What is expected: For every line in the records below that contains the word "door", add one to a count, and report only that count.

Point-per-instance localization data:

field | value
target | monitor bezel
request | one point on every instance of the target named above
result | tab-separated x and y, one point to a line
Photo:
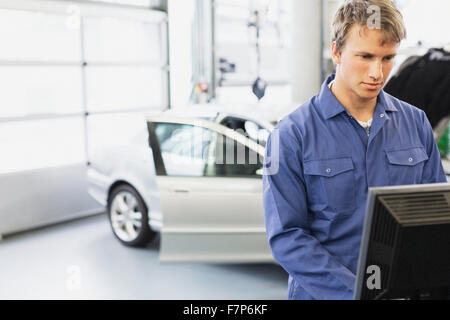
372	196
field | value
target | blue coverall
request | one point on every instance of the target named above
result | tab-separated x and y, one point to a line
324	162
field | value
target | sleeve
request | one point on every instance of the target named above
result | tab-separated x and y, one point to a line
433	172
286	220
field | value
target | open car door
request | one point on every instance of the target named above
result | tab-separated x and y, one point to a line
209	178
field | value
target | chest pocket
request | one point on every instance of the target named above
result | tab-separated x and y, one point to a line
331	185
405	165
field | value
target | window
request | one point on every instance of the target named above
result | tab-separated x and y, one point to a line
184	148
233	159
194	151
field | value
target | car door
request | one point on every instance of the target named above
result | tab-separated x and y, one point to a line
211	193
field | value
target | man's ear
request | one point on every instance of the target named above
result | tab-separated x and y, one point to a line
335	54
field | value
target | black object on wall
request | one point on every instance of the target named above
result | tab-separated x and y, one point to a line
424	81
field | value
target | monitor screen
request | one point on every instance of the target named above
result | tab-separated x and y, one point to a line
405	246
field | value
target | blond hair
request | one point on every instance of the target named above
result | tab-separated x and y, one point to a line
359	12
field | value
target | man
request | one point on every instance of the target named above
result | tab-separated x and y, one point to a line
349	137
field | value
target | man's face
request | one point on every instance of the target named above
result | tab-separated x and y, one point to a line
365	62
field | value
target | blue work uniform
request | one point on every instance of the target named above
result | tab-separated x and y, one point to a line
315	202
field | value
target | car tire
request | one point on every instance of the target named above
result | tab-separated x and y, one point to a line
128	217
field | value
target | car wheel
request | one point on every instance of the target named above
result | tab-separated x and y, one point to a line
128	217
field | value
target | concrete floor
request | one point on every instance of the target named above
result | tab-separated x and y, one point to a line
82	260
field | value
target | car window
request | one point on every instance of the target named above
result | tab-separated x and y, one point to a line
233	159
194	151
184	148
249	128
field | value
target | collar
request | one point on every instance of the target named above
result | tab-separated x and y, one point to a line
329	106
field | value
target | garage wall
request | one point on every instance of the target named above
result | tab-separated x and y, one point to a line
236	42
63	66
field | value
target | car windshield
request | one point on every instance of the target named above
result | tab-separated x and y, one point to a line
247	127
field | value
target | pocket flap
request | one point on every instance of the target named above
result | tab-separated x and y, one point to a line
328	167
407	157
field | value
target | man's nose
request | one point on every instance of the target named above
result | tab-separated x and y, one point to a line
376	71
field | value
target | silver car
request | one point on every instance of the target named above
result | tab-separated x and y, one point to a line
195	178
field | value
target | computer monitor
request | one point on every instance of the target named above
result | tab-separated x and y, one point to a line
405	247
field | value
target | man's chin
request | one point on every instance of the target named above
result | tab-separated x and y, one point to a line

==

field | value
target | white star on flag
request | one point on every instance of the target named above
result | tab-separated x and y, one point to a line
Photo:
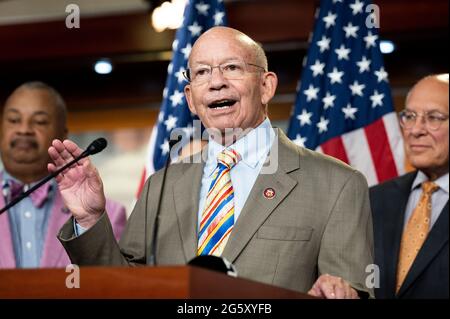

...

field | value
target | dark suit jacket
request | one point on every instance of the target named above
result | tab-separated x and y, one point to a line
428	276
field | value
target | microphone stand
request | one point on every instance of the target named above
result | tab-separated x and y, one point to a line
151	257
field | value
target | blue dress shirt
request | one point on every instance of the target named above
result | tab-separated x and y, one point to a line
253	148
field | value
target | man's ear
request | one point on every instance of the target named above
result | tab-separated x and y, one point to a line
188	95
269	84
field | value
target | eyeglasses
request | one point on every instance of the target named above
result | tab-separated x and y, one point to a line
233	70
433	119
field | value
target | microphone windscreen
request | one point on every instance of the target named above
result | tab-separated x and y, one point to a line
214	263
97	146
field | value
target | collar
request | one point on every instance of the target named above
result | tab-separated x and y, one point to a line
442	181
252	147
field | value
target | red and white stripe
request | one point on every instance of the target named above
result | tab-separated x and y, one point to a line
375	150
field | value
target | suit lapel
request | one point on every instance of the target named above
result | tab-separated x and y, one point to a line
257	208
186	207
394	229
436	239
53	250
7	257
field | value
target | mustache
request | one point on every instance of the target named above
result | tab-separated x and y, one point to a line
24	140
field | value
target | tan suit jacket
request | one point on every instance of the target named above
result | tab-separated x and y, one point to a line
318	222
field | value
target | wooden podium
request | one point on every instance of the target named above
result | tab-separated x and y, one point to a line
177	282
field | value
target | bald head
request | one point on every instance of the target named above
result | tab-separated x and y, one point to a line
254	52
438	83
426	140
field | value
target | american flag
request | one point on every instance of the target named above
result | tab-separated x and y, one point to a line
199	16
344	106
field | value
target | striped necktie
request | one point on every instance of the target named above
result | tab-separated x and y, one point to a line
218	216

Task solution: 2